TEXT FOR ANALYSIS Start Marker

Peter Clark obituary

Remembering a long-time supporter of the class

It is with great sadness that we learned that long time Flying Fifteen sailor Peter Clark passed away in May of this year. We understand Peter had been ill for some time. Older members will remember Peter as a very enthusiastic supporter of the class, who regularly trailed his boat many miles all over the country to open meetings and championships. The lime green Copeland FF1333 ‘Anaconda’ was a familiar sight and Peter, with his long-time crew Christopher Thompson will be remembered by many.


Peter was an active member in the days before Fifteens became a more or less ‘off the shelf’ type of product that they are today, and owners messed around to a greater or lesser extent with both structural, cockpit and control layouts. Peter was certainly in this category ‘Anaconda’ and underwent many modifications, including Peter glassing extra foam under the forward hull to try and upgrade her hull shape in line with more modern boats. Peter was also free with his knowledge and many will remember his famous Flying Fifteen tuning guide, the text interspersed with many drawings and unfathomable calculations. In fact, a lot of it was unfathomable, as Peter’s enthusiasm ran ahead of his grammatical accuracy, but if you got what he was saying, the knowledge was true and deep.

TEXT FOR ANALYSIS End Marker

Write out the obituary from "Peter was an" up to and including "true and deep.", swapping "tuning guide" for "setup guide".

EXTRACTED MATERIAL Start Marker

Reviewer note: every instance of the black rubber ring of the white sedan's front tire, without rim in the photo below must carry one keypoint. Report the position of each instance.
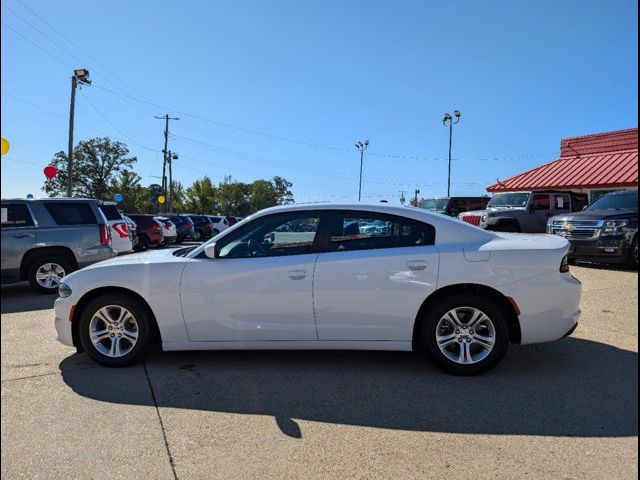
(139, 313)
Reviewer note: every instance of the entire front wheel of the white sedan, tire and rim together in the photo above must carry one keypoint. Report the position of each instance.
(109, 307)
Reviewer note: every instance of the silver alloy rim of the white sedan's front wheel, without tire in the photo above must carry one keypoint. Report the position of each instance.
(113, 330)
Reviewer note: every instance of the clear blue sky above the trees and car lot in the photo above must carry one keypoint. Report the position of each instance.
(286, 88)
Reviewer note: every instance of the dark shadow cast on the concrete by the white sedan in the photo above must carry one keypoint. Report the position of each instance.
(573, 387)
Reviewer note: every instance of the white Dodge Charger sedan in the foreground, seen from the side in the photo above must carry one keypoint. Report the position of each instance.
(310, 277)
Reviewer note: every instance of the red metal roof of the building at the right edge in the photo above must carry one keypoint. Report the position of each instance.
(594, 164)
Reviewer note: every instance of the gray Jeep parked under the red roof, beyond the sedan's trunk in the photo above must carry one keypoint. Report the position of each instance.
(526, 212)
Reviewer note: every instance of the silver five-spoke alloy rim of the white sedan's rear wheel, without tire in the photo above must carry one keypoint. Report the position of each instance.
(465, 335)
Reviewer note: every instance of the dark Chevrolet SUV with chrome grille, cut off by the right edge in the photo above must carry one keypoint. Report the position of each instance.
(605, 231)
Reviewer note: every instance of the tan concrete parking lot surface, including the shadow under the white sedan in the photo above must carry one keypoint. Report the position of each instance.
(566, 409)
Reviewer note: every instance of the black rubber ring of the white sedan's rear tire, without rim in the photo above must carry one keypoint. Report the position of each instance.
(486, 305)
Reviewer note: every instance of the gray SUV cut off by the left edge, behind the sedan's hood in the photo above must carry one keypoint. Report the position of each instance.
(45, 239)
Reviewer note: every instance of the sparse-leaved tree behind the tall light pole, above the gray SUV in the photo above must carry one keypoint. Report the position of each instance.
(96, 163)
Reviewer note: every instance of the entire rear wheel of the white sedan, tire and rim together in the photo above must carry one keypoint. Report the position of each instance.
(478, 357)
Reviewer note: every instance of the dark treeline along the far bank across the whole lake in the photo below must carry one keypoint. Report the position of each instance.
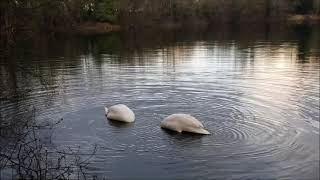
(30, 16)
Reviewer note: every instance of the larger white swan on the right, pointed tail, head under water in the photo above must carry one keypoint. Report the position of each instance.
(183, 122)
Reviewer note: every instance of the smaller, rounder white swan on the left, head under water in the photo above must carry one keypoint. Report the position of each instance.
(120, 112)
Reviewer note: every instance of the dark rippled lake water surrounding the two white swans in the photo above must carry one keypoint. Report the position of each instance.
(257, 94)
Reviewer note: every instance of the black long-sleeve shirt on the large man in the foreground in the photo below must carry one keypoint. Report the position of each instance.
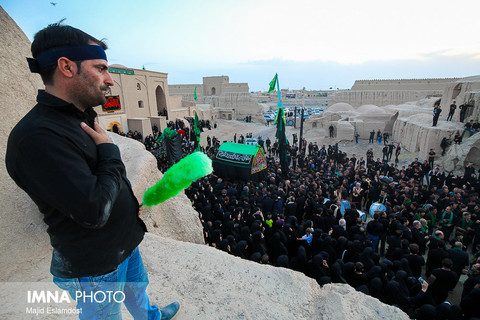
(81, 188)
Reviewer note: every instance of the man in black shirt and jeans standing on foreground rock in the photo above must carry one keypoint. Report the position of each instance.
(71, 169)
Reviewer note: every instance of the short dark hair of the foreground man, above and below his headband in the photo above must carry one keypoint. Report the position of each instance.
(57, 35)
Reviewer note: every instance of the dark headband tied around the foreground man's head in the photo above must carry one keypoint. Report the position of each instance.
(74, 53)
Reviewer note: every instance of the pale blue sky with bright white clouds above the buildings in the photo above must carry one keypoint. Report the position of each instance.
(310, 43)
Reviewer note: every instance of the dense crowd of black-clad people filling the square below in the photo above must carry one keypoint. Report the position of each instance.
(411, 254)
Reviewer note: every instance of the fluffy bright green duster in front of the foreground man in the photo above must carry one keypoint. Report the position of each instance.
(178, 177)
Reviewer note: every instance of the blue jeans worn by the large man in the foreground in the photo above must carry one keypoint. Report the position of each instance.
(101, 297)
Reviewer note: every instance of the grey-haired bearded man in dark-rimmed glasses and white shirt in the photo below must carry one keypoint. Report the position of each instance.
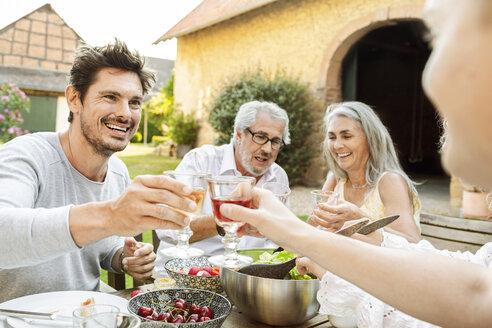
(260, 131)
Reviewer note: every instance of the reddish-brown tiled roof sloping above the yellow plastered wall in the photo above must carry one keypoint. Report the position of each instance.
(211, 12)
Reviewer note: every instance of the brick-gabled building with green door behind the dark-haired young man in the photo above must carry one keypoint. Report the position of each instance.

EXTRACTED MATERIAL End Marker

• [EXERCISE ANSWER]:
Peter was an active member in the days before Fifteens became a more or less ‘off the shelf’ type of product that they are today, and owners messed around to a greater or lesser extent with both structural, cockpit and control layouts. Peter was certainly in this category ‘Anaconda’ and underwent many modifications, including Peter glassing extra foam under the forward hull to try and upgrade her hull shape in line with more modern boats. Peter was also free with his knowledge and many will remember his famous Flying Fifteen setup guide, the text interspersed with many drawings and unfathomable calculations. In fact, a lot of it was unfathomable, as Peter’s enthusiasm ran ahead of his grammatical accuracy, but if you got what he was saying, the knowledge was true and deep.